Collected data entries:
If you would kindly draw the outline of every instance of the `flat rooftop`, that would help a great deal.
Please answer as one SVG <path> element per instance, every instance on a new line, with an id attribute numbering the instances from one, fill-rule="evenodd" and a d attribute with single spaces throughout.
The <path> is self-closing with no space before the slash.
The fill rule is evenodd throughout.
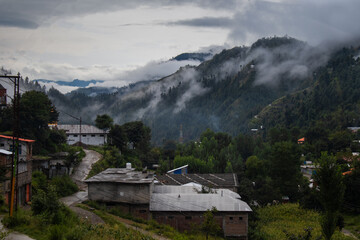
<path id="1" fill-rule="evenodd" d="M 213 207 L 220 212 L 251 212 L 249 205 L 239 194 L 228 189 L 213 189 L 201 193 L 192 186 L 154 187 L 150 199 L 150 211 L 155 212 L 204 212 Z"/>
<path id="2" fill-rule="evenodd" d="M 134 168 L 108 168 L 105 171 L 85 180 L 86 183 L 133 183 L 150 184 L 154 181 L 153 174 L 135 171 Z"/>

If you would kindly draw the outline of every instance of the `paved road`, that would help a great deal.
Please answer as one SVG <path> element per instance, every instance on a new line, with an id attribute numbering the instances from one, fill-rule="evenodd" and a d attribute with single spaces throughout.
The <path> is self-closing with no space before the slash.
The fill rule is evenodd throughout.
<path id="1" fill-rule="evenodd" d="M 88 199 L 87 184 L 83 181 L 91 170 L 91 165 L 99 161 L 101 154 L 84 149 L 86 156 L 82 159 L 81 163 L 77 168 L 74 169 L 73 174 L 70 176 L 71 179 L 78 185 L 80 192 L 74 193 L 71 196 L 61 198 L 60 201 L 66 206 L 70 207 L 79 217 L 88 220 L 92 224 L 104 223 L 104 221 L 96 214 L 86 211 L 82 208 L 76 207 L 75 205 Z"/>
<path id="2" fill-rule="evenodd" d="M 83 181 L 86 179 L 87 175 L 91 170 L 91 165 L 100 160 L 101 154 L 93 151 L 84 149 L 86 156 L 83 158 L 79 166 L 77 166 L 73 174 L 71 174 L 71 178 L 73 181 L 79 186 L 80 190 L 86 190 L 87 184 Z"/>
<path id="3" fill-rule="evenodd" d="M 2 225 L 2 218 L 3 216 L 0 216 L 0 232 L 4 232 L 7 231 L 4 229 L 4 226 Z M 7 235 L 5 237 L 5 240 L 34 240 L 29 236 L 26 236 L 22 233 L 18 233 L 18 232 L 10 232 L 9 235 Z"/>

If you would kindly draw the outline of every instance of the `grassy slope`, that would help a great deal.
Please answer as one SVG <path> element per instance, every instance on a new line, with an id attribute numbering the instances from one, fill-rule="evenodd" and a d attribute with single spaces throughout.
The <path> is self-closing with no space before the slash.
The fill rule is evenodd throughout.
<path id="1" fill-rule="evenodd" d="M 289 234 L 304 234 L 304 229 L 311 227 L 312 239 L 321 235 L 319 224 L 320 215 L 315 211 L 304 210 L 298 204 L 282 204 L 268 206 L 258 210 L 258 226 L 256 231 L 261 232 L 264 240 L 286 239 L 284 231 Z M 336 231 L 333 240 L 350 240 Z"/>

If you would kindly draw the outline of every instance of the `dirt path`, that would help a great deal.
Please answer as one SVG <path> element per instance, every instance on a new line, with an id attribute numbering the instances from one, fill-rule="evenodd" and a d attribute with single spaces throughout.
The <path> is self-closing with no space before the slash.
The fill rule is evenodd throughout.
<path id="1" fill-rule="evenodd" d="M 70 176 L 82 191 L 67 197 L 63 197 L 60 199 L 60 201 L 66 206 L 70 207 L 70 209 L 73 210 L 80 218 L 89 221 L 91 224 L 101 224 L 104 223 L 104 221 L 98 215 L 75 206 L 76 204 L 88 199 L 87 184 L 85 184 L 83 181 L 89 174 L 91 165 L 101 159 L 101 154 L 95 151 L 86 149 L 84 149 L 84 151 L 86 153 L 85 157 L 82 159 L 79 166 L 74 169 L 73 174 Z"/>
<path id="2" fill-rule="evenodd" d="M 83 182 L 91 170 L 91 165 L 100 160 L 101 154 L 93 150 L 86 150 L 85 157 L 82 159 L 79 166 L 77 166 L 71 174 L 72 180 L 79 186 L 80 190 L 86 190 L 87 185 Z"/>

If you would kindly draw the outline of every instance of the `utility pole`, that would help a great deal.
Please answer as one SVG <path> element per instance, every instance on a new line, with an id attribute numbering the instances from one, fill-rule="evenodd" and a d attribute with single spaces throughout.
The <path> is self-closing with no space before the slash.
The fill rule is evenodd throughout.
<path id="1" fill-rule="evenodd" d="M 18 161 L 19 161 L 19 128 L 20 128 L 20 73 L 18 75 L 0 75 L 0 78 L 7 78 L 14 84 L 14 99 L 13 99 L 13 144 L 12 144 L 12 164 L 11 164 L 11 195 L 10 195 L 10 217 L 18 206 Z M 16 196 L 15 196 L 16 195 Z"/>

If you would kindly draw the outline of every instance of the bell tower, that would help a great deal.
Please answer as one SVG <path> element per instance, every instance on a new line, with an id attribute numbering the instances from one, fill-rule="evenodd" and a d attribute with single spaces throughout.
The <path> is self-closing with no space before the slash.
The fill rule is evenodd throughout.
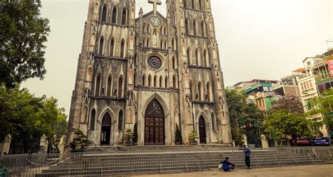
<path id="1" fill-rule="evenodd" d="M 228 105 L 210 1 L 167 1 L 168 16 L 177 33 L 179 94 L 180 98 L 185 98 L 180 105 L 181 122 L 185 123 L 181 125 L 182 136 L 188 140 L 188 132 L 194 129 L 200 136 L 209 137 L 207 142 L 230 143 Z M 200 138 L 200 141 L 204 140 Z"/>

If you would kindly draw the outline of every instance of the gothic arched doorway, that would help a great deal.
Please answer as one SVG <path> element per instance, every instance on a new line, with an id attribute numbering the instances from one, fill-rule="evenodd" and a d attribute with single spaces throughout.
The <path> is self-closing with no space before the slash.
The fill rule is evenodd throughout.
<path id="1" fill-rule="evenodd" d="M 164 145 L 164 112 L 156 99 L 145 110 L 145 145 Z"/>
<path id="2" fill-rule="evenodd" d="M 100 145 L 110 145 L 111 138 L 111 116 L 106 112 L 102 119 L 102 130 L 100 131 Z"/>
<path id="3" fill-rule="evenodd" d="M 206 124 L 204 117 L 199 118 L 199 137 L 200 138 L 200 144 L 206 144 Z"/>

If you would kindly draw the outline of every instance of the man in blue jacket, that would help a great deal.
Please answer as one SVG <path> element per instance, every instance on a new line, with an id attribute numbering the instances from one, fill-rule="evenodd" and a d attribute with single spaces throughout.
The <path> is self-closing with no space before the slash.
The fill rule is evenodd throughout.
<path id="1" fill-rule="evenodd" d="M 247 169 L 252 169 L 252 166 L 251 166 L 249 155 L 251 154 L 251 150 L 247 148 L 245 145 L 243 145 L 243 152 L 245 155 L 245 164 L 247 166 Z"/>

--- Written task ---
Write out all of these records line for line, leaving the pictures out of your answer.

--- Result ---
If you would kindly draw the outline of every instance of the `flat rooftop`, that would help a great deal.
Please answer as one SVG <path> element per instance, every instance on a new line, with an id attribute numbering the instances from one, fill-rule="evenodd" and a d attribute with single spaces throughout.
The <path> is self-closing with no space before the slash.
The fill rule is evenodd throughout.
<path id="1" fill-rule="evenodd" d="M 213 207 L 220 212 L 251 212 L 249 205 L 239 194 L 228 189 L 213 189 L 201 193 L 192 186 L 154 187 L 150 199 L 150 211 L 155 212 L 204 212 Z"/>
<path id="2" fill-rule="evenodd" d="M 134 168 L 108 168 L 105 171 L 85 180 L 86 183 L 133 183 L 150 184 L 154 181 L 153 174 L 135 171 Z"/>

If you would kindly draw the outline of every instance of the `paved road`, that would help a great deal.
Please answer as one SVG <path> element per instance, every instance on a new line, with an id attribute numbering the instances from one, fill-rule="evenodd" and a d attribute with single spaces throughout.
The <path> is self-closing with no space before the slash.
The fill rule is evenodd throughout.
<path id="1" fill-rule="evenodd" d="M 88 199 L 87 184 L 83 181 L 91 170 L 91 165 L 99 161 L 101 154 L 84 149 L 86 156 L 82 159 L 81 163 L 77 168 L 74 169 L 73 174 L 70 176 L 71 179 L 78 185 L 80 192 L 74 193 L 71 196 L 61 198 L 60 201 L 66 206 L 70 207 L 79 217 L 88 220 L 92 224 L 104 223 L 104 221 L 96 214 L 86 211 L 82 208 L 76 207 L 75 205 Z"/>
<path id="2" fill-rule="evenodd" d="M 83 181 L 86 179 L 87 175 L 91 170 L 91 165 L 100 160 L 101 154 L 93 151 L 84 149 L 86 156 L 83 158 L 79 166 L 77 166 L 73 174 L 71 174 L 71 178 L 73 181 L 79 186 L 80 190 L 86 190 L 87 184 Z"/>
<path id="3" fill-rule="evenodd" d="M 2 225 L 2 218 L 3 216 L 0 216 L 0 232 L 4 232 L 7 231 L 4 229 L 4 226 Z M 7 235 L 5 237 L 5 240 L 34 240 L 29 236 L 26 236 L 22 233 L 18 233 L 18 232 L 10 232 L 9 235 Z"/>

If you would kindly draw the outline of every instance of the `grassy slope`, that would help a great deal.
Please answer as one SVG <path> element per instance, every instance on a new line, with an id attribute numbering the instances from one, fill-rule="evenodd" and a d attribute with single spaces throughout.
The <path> is self-closing with no space before the slash.
The fill rule is evenodd throughout.
<path id="1" fill-rule="evenodd" d="M 289 234 L 304 234 L 304 229 L 311 227 L 312 239 L 321 235 L 319 224 L 320 215 L 315 211 L 304 210 L 298 204 L 282 204 L 268 206 L 258 210 L 258 226 L 256 231 L 261 232 L 264 240 L 286 239 L 284 231 Z M 336 231 L 333 240 L 350 240 Z"/>

If you would kindly draw the outline of every instance of the `dirt path`, that would help a great deal.
Please answer as one SVG <path> element per instance, every instance on a new line, with an id attribute numbering the instances from one, fill-rule="evenodd" and a d attribute with single spaces throughout.
The <path> is self-closing with no space before the slash.
The fill rule is evenodd throughout.
<path id="1" fill-rule="evenodd" d="M 70 176 L 82 191 L 67 197 L 63 197 L 60 199 L 60 201 L 66 206 L 70 207 L 70 209 L 73 210 L 80 218 L 89 221 L 91 224 L 101 224 L 104 223 L 104 221 L 98 215 L 75 206 L 76 204 L 88 199 L 87 184 L 85 184 L 83 181 L 89 174 L 91 165 L 101 159 L 101 154 L 95 151 L 86 149 L 84 149 L 84 151 L 86 153 L 85 157 L 82 159 L 79 166 L 74 169 L 73 174 Z"/>
<path id="2" fill-rule="evenodd" d="M 83 182 L 91 170 L 91 165 L 100 160 L 101 154 L 93 150 L 86 150 L 85 157 L 82 159 L 79 166 L 77 166 L 71 174 L 72 180 L 79 186 L 80 190 L 86 190 L 87 185 Z"/>

If you would kindly draw the outline of every instance of the `utility pole`, that would help a great deal.
Please answer as one SVG <path> element per instance, every instance on a new line, with an id attribute numbering the instances from one, fill-rule="evenodd" and a d attribute with single spaces throughout.
The <path> is self-closing with no space before the slash.
The fill rule is evenodd throughout.
<path id="1" fill-rule="evenodd" d="M 18 161 L 19 161 L 19 128 L 20 128 L 20 73 L 18 75 L 0 75 L 0 78 L 7 78 L 14 84 L 14 99 L 13 99 L 13 144 L 12 144 L 12 164 L 11 164 L 11 195 L 10 195 L 10 217 L 18 206 Z M 16 196 L 15 196 L 16 195 Z"/>

If you would kindly draw the outline of every instance of the bell tower, that would help a great deal.
Please answer as one SVG <path> element per instance, every instance on a new line, with an id attribute numbering the instances from one, fill-rule="evenodd" and a d attribute with single spaces throughout.
The <path> is self-closing with no space before the slash.
The fill rule is evenodd throughout.
<path id="1" fill-rule="evenodd" d="M 228 105 L 210 1 L 167 1 L 168 16 L 177 33 L 179 94 L 180 98 L 185 98 L 180 105 L 181 122 L 185 123 L 181 125 L 182 136 L 188 140 L 188 132 L 194 129 L 200 136 L 209 137 L 207 142 L 230 143 Z M 200 138 L 200 141 L 204 140 Z"/>

If you would kindly draw the outline of every instance of the gothic arched doorway, that would help a great deal.
Please answer as one SVG <path> element per instance, every instance on a new line, with an id attribute numbering the instances from one, fill-rule="evenodd" and a d attribute with single spaces throughout.
The <path> is self-closing with no space before the slash.
The fill rule is evenodd throughout.
<path id="1" fill-rule="evenodd" d="M 164 145 L 164 112 L 156 99 L 145 110 L 145 145 Z"/>
<path id="2" fill-rule="evenodd" d="M 100 145 L 110 145 L 111 138 L 111 116 L 106 112 L 102 119 L 102 130 L 100 131 Z"/>
<path id="3" fill-rule="evenodd" d="M 206 124 L 204 117 L 199 118 L 199 137 L 200 138 L 200 144 L 206 144 Z"/>

If you would kindly draw the outline of every instance of the man in blue jacket, that would help a great deal.
Please answer as one SVG <path> element per instance, every instance on a new line, with an id attribute numbering the instances from one, fill-rule="evenodd" and a d attribute with single spaces throughout.
The <path> is self-closing with no space before the slash.
The fill rule is evenodd throughout.
<path id="1" fill-rule="evenodd" d="M 247 169 L 252 169 L 252 166 L 251 166 L 249 155 L 251 154 L 251 150 L 247 148 L 245 145 L 243 145 L 243 152 L 245 155 L 245 164 L 247 166 Z"/>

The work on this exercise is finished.